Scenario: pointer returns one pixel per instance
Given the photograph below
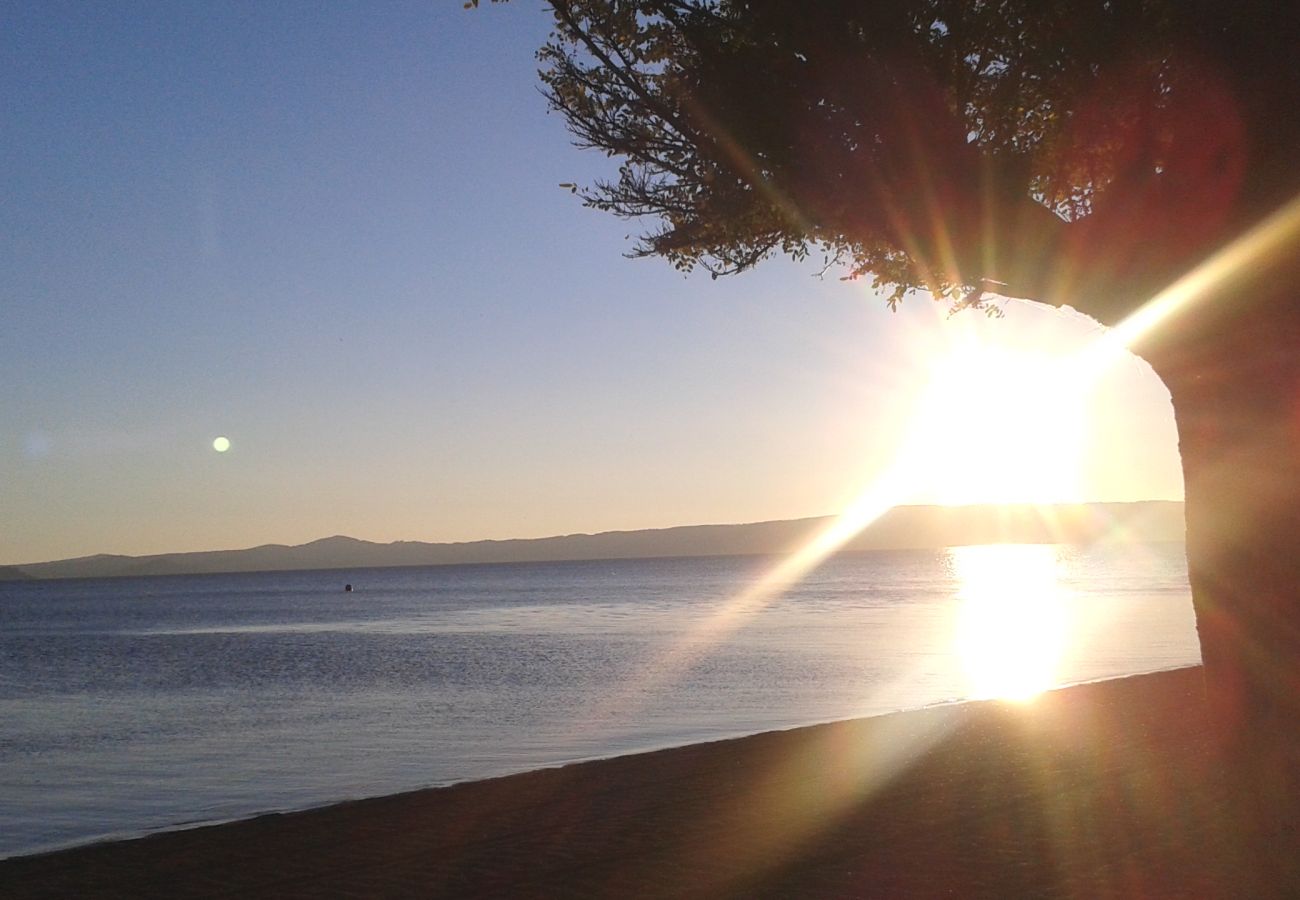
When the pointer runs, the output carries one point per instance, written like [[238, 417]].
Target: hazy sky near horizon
[[334, 236]]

====================

§ **Brief**:
Give the records again with every "pointer" replaced by "locator" and nothing else changed, leaving out the pictures.

§ **Expected answer**:
Scenario: locator returns one pixel per instance
Given the photograph below
When the locator runs, the output carries one point per instance, written like [[238, 417]].
Target: hazy sky near horizon
[[334, 236]]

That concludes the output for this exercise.